7. At the hearing on 29th July 2015, the Objector, Harrison Muhia Kanyoni, in his sworn testimony stated that he is the son of Kanyoni Kamunge (deceased) and that he is aware that a grant of letters of administration was issued to the Respondents herein at Kiambu law Courts. He prayed for the revocation of the grant stating that some beneficiaries were left out of the distribution while others, namely James Kanyoni and George Kanyoni, who are not beneficiaries, were included.

8. The Objector submitted that his deceased father had many parcels of land including the one which is in issue being Lari/Bathi/108. He stated however, that Meshack, the 2nd Respondent herein, is now in agreement with his line of argument, while Mary Njoki Njoroge also known as Karunge, the 3rd Respondent herein, had relinquished her claim on the land and has since died. James, George and Isaac had received their share of land and were therefore not included in this distribution.

- [Provided material]
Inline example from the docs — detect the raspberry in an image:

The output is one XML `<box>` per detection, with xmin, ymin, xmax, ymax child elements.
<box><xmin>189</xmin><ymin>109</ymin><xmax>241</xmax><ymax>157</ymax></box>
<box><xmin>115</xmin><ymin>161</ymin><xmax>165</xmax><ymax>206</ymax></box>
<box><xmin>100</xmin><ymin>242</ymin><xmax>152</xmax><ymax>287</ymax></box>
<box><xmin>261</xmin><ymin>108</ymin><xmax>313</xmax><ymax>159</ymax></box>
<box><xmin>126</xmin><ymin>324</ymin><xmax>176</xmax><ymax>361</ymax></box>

- [Task set]
a – Set down the full court excerpt on the objection to the grant of letters of administration, word for word.
b – Extract every line of the records in Block 1, keeping each one character for character.

- [Solutions to the tasks]
a –
7. At the hearing on 29th July 2015, the Objector, Harrison Muhia Kanyoni, in his sworn testimony stated that he is the son of Kanyoni Kamunge (deceased) and that he is aware that a grant of letters of administration was issued to the Respondents herein at Kiambu law Courts. He prayed for the revocation of the grant stating that some beneficiaries were left out of the distribution while others, namely James Kanyoni and George Kanyoni, who are not beneficiaries, were included.

8. The Objector submitted that his deceased father had many parcels of land including the one which is in issue being Lari/Bathi/108. He stated however, that Meshack, the 2nd Respondent herein, is now in agreement with his line of argument, while Mary Njoki Njoroge also known as Karunge, the 3rd Respondent herein, had relinquished her claim on the land and has since died. James, George and Isaac had received their share of land and were therefore not included in this distribution.

b –
Inline example from the docs — detect the raspberry in an image:

The output is one XML `<box>` per detection, with xmin, ymin, xmax, ymax child elements.
<box><xmin>189</xmin><ymin>109</ymin><xmax>241</xmax><ymax>157</ymax></box>
<box><xmin>115</xmin><ymin>161</ymin><xmax>165</xmax><ymax>206</ymax></box>
<box><xmin>100</xmin><ymin>242</ymin><xmax>152</xmax><ymax>287</ymax></box>
<box><xmin>261</xmin><ymin>108</ymin><xmax>313</xmax><ymax>159</ymax></box>
<box><xmin>126</xmin><ymin>324</ymin><xmax>176</xmax><ymax>361</ymax></box>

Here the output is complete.